*TASK DETAILS:*
Find every line in the records below that contains the string "post" and copy each one out.

Rows from a dataset:
-----
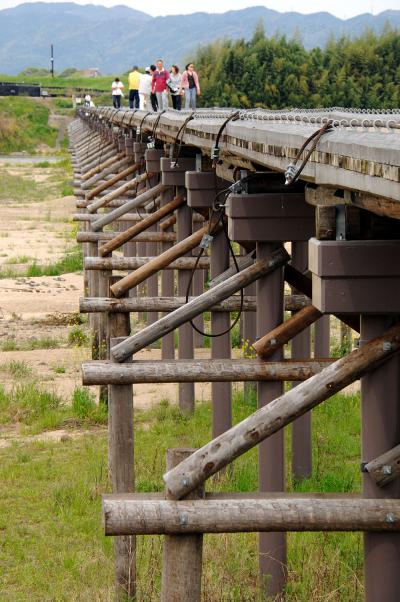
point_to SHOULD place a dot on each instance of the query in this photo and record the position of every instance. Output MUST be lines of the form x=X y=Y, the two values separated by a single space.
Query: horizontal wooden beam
x=213 y=456
x=329 y=197
x=118 y=192
x=167 y=304
x=138 y=201
x=160 y=263
x=92 y=217
x=282 y=334
x=199 y=371
x=150 y=220
x=142 y=237
x=384 y=469
x=117 y=178
x=202 y=303
x=123 y=516
x=134 y=263
x=242 y=262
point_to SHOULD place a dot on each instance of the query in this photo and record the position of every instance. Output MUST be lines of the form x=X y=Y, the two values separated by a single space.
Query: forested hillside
x=276 y=73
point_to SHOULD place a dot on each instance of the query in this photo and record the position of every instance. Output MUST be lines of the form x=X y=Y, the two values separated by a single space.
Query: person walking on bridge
x=134 y=83
x=117 y=86
x=174 y=83
x=145 y=90
x=191 y=86
x=159 y=85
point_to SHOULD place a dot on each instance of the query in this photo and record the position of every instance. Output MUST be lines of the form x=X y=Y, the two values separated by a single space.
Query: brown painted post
x=167 y=284
x=152 y=251
x=94 y=292
x=221 y=393
x=141 y=248
x=272 y=546
x=186 y=351
x=182 y=554
x=198 y=289
x=301 y=349
x=121 y=460
x=249 y=320
x=380 y=394
x=322 y=337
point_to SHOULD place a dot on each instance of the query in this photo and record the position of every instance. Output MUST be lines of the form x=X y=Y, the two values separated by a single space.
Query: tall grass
x=24 y=125
x=55 y=550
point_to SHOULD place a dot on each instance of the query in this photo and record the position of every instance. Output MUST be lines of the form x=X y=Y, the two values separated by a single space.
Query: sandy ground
x=41 y=307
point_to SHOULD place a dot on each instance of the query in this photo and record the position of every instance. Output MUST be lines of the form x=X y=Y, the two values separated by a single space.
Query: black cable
x=219 y=210
x=232 y=117
x=315 y=137
x=181 y=129
x=140 y=126
x=157 y=121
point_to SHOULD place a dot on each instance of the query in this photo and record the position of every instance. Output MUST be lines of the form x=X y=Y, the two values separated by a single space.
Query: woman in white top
x=145 y=90
x=117 y=86
x=174 y=84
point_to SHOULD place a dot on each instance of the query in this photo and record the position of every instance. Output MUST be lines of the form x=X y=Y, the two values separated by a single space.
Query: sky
x=340 y=8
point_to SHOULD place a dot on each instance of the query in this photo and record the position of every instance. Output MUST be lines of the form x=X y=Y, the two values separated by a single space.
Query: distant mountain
x=113 y=39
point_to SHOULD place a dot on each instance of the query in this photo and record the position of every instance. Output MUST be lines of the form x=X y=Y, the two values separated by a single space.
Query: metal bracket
x=206 y=241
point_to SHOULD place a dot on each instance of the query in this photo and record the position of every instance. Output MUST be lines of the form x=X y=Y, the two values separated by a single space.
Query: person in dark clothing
x=174 y=84
x=153 y=97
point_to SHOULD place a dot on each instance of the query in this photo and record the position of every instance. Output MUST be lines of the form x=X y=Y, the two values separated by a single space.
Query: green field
x=52 y=545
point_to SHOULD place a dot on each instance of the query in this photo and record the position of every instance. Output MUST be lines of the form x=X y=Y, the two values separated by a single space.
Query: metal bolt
x=390 y=518
x=184 y=519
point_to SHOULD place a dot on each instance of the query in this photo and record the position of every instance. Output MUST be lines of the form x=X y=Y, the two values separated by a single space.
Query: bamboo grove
x=277 y=73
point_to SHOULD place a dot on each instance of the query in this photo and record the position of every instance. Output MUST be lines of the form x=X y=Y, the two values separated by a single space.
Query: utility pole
x=52 y=60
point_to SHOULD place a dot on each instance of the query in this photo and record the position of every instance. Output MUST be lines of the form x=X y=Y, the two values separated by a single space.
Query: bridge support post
x=301 y=428
x=272 y=546
x=221 y=393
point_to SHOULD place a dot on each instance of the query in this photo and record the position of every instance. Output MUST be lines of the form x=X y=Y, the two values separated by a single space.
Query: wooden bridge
x=312 y=200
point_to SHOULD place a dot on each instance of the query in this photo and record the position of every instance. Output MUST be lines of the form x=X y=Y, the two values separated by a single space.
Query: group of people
-----
*COMPLETE OUTPUT:*
Query: brown painted post
Query: bridge support post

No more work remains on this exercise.